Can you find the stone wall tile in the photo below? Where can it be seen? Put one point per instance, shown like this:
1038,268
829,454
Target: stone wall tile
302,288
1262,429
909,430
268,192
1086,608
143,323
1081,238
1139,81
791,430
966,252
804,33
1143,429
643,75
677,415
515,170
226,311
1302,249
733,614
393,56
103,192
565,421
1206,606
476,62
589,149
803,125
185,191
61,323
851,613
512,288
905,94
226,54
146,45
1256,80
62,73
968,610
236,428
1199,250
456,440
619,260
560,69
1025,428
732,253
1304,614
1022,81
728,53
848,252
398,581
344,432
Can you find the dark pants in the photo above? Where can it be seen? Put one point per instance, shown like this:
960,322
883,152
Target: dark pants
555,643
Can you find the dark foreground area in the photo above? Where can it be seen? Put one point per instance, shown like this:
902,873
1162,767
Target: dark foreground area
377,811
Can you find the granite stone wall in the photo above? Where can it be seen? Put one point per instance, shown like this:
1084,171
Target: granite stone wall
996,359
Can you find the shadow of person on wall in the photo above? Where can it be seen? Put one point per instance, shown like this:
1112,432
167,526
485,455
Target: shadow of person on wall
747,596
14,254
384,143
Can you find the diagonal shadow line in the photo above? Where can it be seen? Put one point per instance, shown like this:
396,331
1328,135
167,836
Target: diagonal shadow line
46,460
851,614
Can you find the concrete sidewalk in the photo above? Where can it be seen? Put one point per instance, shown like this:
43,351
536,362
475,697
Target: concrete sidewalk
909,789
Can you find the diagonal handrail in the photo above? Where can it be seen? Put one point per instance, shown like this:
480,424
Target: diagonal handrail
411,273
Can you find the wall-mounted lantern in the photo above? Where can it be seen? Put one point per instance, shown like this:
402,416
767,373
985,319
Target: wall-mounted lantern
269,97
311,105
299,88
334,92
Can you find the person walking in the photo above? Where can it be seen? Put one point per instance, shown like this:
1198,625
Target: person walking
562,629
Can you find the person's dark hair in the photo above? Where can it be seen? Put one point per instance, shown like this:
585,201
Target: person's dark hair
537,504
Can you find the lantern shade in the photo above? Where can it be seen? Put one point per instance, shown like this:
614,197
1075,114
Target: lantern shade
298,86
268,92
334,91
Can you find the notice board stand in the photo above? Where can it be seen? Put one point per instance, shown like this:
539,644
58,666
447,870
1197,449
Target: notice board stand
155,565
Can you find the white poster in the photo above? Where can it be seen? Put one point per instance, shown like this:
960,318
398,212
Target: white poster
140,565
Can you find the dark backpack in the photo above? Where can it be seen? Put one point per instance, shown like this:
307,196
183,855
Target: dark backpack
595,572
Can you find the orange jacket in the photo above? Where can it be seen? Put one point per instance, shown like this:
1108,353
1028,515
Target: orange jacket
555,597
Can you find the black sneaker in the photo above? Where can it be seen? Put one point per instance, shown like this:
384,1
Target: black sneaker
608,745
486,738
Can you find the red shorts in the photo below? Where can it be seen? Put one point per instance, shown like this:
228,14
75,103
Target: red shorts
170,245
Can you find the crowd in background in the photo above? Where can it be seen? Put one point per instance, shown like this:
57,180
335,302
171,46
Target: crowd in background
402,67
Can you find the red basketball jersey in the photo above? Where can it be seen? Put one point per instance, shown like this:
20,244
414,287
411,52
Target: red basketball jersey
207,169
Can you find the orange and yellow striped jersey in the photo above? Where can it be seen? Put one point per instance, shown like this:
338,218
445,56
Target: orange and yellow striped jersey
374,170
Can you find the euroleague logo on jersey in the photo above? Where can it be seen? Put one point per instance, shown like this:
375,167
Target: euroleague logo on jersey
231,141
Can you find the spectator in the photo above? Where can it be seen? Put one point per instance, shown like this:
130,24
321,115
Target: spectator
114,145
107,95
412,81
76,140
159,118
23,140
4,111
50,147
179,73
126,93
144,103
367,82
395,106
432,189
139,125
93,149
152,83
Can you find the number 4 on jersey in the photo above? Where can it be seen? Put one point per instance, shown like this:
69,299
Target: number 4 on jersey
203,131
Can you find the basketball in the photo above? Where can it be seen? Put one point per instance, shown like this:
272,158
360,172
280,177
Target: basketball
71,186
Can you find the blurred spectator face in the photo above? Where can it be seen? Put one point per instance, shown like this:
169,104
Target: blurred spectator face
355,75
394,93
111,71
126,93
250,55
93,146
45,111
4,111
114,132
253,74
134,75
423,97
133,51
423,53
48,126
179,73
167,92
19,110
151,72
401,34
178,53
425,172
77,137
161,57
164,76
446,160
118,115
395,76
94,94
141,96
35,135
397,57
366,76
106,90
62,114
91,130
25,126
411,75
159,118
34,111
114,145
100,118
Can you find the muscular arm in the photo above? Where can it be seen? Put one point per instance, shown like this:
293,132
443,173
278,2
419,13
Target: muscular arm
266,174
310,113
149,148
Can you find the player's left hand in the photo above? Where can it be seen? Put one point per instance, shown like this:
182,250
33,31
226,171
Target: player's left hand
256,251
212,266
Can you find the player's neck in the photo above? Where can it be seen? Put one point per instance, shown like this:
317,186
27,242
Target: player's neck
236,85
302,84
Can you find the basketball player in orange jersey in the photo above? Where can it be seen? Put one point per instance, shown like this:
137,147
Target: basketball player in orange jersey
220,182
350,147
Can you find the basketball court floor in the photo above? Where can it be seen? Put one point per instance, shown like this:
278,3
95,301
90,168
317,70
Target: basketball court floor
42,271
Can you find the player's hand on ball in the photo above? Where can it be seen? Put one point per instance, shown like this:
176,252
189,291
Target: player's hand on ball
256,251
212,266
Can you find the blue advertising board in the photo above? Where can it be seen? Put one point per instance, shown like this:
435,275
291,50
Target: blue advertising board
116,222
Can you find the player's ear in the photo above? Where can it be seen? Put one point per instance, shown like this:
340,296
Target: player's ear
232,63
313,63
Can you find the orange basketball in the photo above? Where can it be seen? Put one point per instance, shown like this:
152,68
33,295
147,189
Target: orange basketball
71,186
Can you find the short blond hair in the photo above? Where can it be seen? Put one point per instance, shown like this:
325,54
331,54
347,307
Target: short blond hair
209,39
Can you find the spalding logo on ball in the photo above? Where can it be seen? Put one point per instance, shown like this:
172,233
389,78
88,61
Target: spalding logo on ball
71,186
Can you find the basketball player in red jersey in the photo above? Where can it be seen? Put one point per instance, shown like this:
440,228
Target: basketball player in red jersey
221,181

──────────────────────────────

Please copy out the data above exactly.

Can you find the stone wall tile in the photo below? Where can it be seen? Put one point per instance, shown like this:
1038,268
829,454
Target: stone wall tile
302,288
1262,429
909,430
268,192
1086,608
143,323
1081,238
1139,81
791,430
966,252
804,33
1143,429
643,75
677,415
515,170
226,311
1302,249
733,614
393,56
103,192
565,421
1206,606
476,62
589,149
803,125
185,191
61,323
851,613
512,288
905,94
226,54
146,45
1256,80
62,73
968,610
236,428
1199,250
456,440
619,260
560,69
1025,428
732,253
1304,614
1022,81
728,53
848,252
398,581
344,432
Can you find the dark pants in the photo above? Where can it be seen? Put one point per instance, shown like this:
960,322
883,152
Target: dark pants
555,643
Can you find the dark foreground area in the photo above? Where can it be seen? Put one point per instance, shown like this:
902,873
1162,767
Target: dark foreground area
377,811
Can you find the granite stone wall in the photo above? Where can it be seen? Put one point per instance, shown like this:
1084,171
Target: granite stone wall
996,359
Can you find the shadow of person on wall in the photo above? Where can it be seen? Put one point per instance, shown like this:
1112,432
167,526
485,455
Target: shadow of person on wall
747,596
14,254
384,143
Can you find the diagonal shadow line in the photo above? Where can it be seen? Put one point per instance, shown like this:
396,331
1328,135
167,836
Target: diagonal shadow line
46,460
851,614
Can you find the concrete sidewalk in the photo above? Where can it be seen? Put one point per instance, shown like this:
43,351
536,362
475,697
Target: concrete sidewalk
909,789
Can you find the diagonal handrail in the photo above? Where can it be seen? Put one point per instance, shown like this:
480,424
Target: diagonal handrail
411,273
Can you find the wall-mounted lantern in the photo above? Where can it be seen? Put one point per instance, shown like this:
402,416
767,373
985,319
Target: wall-mounted lantern
269,97
311,105
299,88
334,92
Can you find the person walking in the photo above? Where can it be seen? Put one point per instance, shown like this:
1198,625
Target: person walking
562,629
Can you find the person's dark hair in the photo above? Where can it be seen? Put one point per instance, shown like this:
585,201
Target: person's dark hair
537,504
Can you find the lantern shade in the photo above? Where can it be seen? Put one point per instance, shown like this:
614,197
1075,114
Target: lantern shade
298,86
268,92
334,91
Can you find the notice board stand in the photo above? Where can it be seen? Put one point per instance, shown like this:
539,644
58,666
447,870
1197,449
Target: notice board stand
155,565
Can you find the white poster in the photo above? Where can it be seen? Put one point per instance, shown like this:
960,318
398,212
Target: white poster
140,565
Can you find the dark backpack in the photo above? Where can it be seen? Put one point per instance, shown like this:
307,196
183,855
Target: dark backpack
595,572
Can you find the orange jacket in the photo above? Where can it be seen? Put one point per instance, shown like this:
1108,353
1028,515
Target: orange jacket
555,597
Can you find the black sneaker in the photo above? Where can it be seen? Put one point per instance, shown like this:
384,1
Target: black sneaker
608,745
486,738
Can you find the red shorts in the photo below? Where can it be seen? Put one point per instance, shown like this:
228,14
75,103
Target: red shorts
170,245
Can you find the crowd in background in the photo above? Where can it be seen? Put one point per instance, shown like this:
57,180
335,302
171,46
Target: crowd in background
402,67
Can you find the red basketball jersey in the photo above? Where can it be seen? Put one point per instance, shown like this:
20,244
414,287
411,52
Target: red basketball jersey
207,169
Can you find the orange and yellow striped jersey in the photo above? Where can it be seen? Put one point per instance, shown like this:
338,218
445,56
Target: orange and yellow striped jersey
374,170
Can you find the euroleague logo on jersey in the photo above? Where can it be seen? Put one point per instance, shown like this:
375,167
Target: euroleague logo on jersey
231,141
Can you find the spectator in the photo above? Where can it be seen? Put one point per instance, shown like this:
130,24
321,115
Target: spectator
114,145
107,95
412,81
76,140
159,118
23,140
4,111
50,147
179,73
126,93
144,103
367,82
395,106
432,189
139,125
93,149
152,83
Can you find the number 4 on jersey in the photo above? Where can it be seen? Put one point per instance, shown like this:
69,299
Target: number 4 on jersey
203,131
Can you find the basketball in the photo above? Where can it be seen? Put one point per instance, shown like this:
272,158
360,172
280,177
Target: basketball
71,186
Can you find the blurred spectator face in the photo above? Where can it be seen? Put one point per instance, shown like this:
169,104
Target: blurred spectator face
355,75
394,93
111,71
126,93
250,55
93,146
45,111
4,111
114,132
253,74
134,75
423,97
133,51
423,53
48,126
179,73
167,92
19,110
151,72
401,34
178,53
425,172
77,137
161,57
164,76
446,160
118,115
395,76
94,94
141,96
35,135
397,57
366,76
106,90
62,114
91,130
25,126
411,75
159,118
34,111
114,145
100,118
Can you find the muscular arm in the photo above? Where can it be seen? Put one point per instance, shown like this:
293,132
443,173
278,2
419,13
Target: muscular arm
266,174
310,113
149,148
Can you find the player's left hand in the photo above? Where can it be seen? Put one point per instance, shown like this:
182,250
33,31
226,171
Target: player's left hand
256,251
212,266
Can you find the player's neck in the photo above? Where can it be seen? Put one point per instance, shown like this:
317,186
27,242
Target: player's neck
236,85
302,84
Can you find the basketball player in orange jersey in the photo above? Where can it be seen? Put one point per instance, shown like this:
137,147
Target: basketball player in orange jersey
220,182
350,147
Can you find the basketball court floor in the photo above? Where can it be seen? Put one point per instance, shown like this:
278,3
95,301
90,168
317,70
Target: basketball court floor
42,271
Can you find the player's hand on ball in the photo above? Where can it be seen? Put one point per instance, shown like this:
176,252
189,291
Target: player's hand on ball
256,251
212,266
Can you find the blue advertising board in the photo above? Where can it be seen? Put one point per instance, shown like this:
435,275
291,50
Target: blue advertising board
116,222
Can you find the player's ear in the photo above? Where can it be seen? Put one point per instance, shown like this:
340,296
Target: player's ear
232,63
313,63
Can you find the orange basketball in the photo above? Where can it be seen? Put one point per instance, shown like this:
152,68
33,295
147,189
Target: orange basketball
71,186
Can you find the short blond hair in the photo above? Where can it be seen? Put one point per instance, shown like this:
325,54
331,54
347,307
Target: short blond hair
209,39
Can you find the spalding logo on ball in the photo above? Where can it be seen? Put one point per instance, shown like this:
172,233
389,78
88,61
Target: spalding logo on ball
71,186
Can you find the basketball player in red jersey in the photo above? Where can it be seen? Put one point per instance, shown like this:
440,228
Target: basketball player in red jersey
221,181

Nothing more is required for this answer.